Records drawn from a dataset
[Start of section]

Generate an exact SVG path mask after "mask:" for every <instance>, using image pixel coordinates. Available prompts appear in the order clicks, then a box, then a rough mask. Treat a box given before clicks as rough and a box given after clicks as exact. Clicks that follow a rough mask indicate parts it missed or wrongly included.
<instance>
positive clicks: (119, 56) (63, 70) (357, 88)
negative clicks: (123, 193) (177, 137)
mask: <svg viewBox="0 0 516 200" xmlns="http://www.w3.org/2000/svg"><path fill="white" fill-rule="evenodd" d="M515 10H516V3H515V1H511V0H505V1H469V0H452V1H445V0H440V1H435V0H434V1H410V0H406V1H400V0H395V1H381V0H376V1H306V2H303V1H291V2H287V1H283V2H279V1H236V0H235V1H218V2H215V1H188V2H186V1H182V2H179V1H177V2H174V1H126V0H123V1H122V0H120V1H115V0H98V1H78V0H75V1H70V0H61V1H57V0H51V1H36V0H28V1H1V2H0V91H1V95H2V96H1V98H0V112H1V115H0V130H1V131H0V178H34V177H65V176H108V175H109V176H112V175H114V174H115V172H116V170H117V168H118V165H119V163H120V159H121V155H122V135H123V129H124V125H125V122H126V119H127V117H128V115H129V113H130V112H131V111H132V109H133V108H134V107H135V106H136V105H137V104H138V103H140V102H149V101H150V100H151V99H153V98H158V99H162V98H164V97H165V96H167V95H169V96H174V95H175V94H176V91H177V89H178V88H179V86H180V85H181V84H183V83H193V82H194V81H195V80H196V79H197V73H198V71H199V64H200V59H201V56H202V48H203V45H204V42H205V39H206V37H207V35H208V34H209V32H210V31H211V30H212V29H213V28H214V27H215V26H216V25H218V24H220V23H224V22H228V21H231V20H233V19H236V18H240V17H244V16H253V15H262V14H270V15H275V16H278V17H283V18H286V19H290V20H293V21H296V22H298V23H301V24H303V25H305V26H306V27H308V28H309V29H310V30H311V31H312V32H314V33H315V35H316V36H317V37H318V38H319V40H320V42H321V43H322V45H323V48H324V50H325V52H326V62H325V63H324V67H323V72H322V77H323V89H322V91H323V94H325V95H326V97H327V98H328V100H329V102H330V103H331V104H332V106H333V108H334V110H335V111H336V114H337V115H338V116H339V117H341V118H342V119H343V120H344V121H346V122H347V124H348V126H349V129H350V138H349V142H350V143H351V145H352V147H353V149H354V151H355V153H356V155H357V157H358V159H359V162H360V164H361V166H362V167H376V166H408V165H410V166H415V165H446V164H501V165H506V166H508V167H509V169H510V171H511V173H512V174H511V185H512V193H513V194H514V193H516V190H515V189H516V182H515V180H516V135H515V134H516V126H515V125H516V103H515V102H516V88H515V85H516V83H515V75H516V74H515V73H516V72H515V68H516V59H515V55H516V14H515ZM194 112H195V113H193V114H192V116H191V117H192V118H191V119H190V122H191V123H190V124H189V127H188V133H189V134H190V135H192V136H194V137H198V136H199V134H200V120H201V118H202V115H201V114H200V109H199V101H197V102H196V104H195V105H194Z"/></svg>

[End of section]

■ **Task**
Give back all the records above exactly. Keep every word.

■ **Solution for this task**
Generate an exact SVG path mask after "mask:" for every <instance>, using image pixel coordinates. Available prompts appear in the order clicks, then a box, then a rough mask. Treat a box given before clicks as rough and a box given after clicks as exact. Clicks that follow a rough mask indicate parts it missed or wrongly included.
<instance>
positive clicks: (119, 56) (63, 70) (357, 88)
negative clicks: (123, 193) (177, 137)
mask: <svg viewBox="0 0 516 200" xmlns="http://www.w3.org/2000/svg"><path fill="white" fill-rule="evenodd" d="M515 10H516V3H515V1H511V0H505V1H469V0H452V1H445V0H440V1H435V0H434V1H410V0H406V1H400V0H395V1H381V0H376V1H306V2H303V1H291V2H287V1H283V2H279V1H236V0H235V1H218V2H215V1H188V2H186V1H182V2H179V1H177V2H174V1H126V0H123V1H122V0H120V1H115V0H98V1H78V0H75V1H70V0H61V1H57V0H51V1H36V0H28V1H1V2H0V91H1V95H2V96H1V98H0V112H1V115H0V130H1V131H0V178H34V177H65V176H108V175H109V176H112V175H114V174H115V172H116V170H117V168H118V165H119V163H120V159H121V155H122V135H123V129H124V125H125V122H126V119H127V117H128V115H129V113H130V112H131V111H132V109H133V108H134V107H135V106H136V105H137V104H138V103H140V102H149V101H150V100H151V99H153V98H158V99H162V98H164V97H165V96H167V95H169V96H174V95H175V94H176V91H177V89H178V88H179V86H180V85H181V84H183V83H193V82H194V81H195V80H196V79H197V73H198V71H199V64H200V59H201V56H202V48H203V45H204V42H205V39H206V37H207V35H208V34H209V32H210V31H211V30H212V29H213V28H214V27H215V26H216V25H218V24H220V23H224V22H228V21H231V20H233V19H236V18H240V17H244V16H253V15H262V14H270V15H275V16H278V17H283V18H286V19H290V20H293V21H296V22H298V23H301V24H303V25H305V26H306V27H308V28H309V29H310V30H311V31H312V32H314V33H315V35H316V36H317V37H318V38H319V40H320V42H321V43H322V45H323V48H324V50H325V52H326V62H325V63H324V67H323V72H322V77H323V89H322V91H323V94H325V95H326V97H327V98H328V100H329V102H330V103H331V104H332V106H333V108H334V110H335V111H336V114H337V115H338V116H339V117H341V118H342V119H343V120H344V121H346V122H347V124H348V126H349V129H350V138H349V142H350V143H351V145H352V147H353V149H354V151H355V153H356V155H357V157H358V159H359V162H360V164H361V166H362V167H376V166H408V165H410V166H415V165H446V164H501V165H506V166H508V167H509V169H510V171H511V173H512V174H511V185H512V193H513V194H514V193H516V190H515V189H516V182H515V180H516V135H515V134H516V126H515V125H516V103H515V102H516V88H515V85H516V83H515V75H516V74H515V73H516V72H515V68H516V59H515V55H516V14H515ZM194 112H195V113H193V114H192V116H191V117H192V118H191V119H190V122H191V123H190V124H189V127H188V133H189V134H190V135H192V136H194V137H198V136H199V134H200V120H201V118H202V115H201V114H200V109H199V101H197V102H196V104H195V105H194Z"/></svg>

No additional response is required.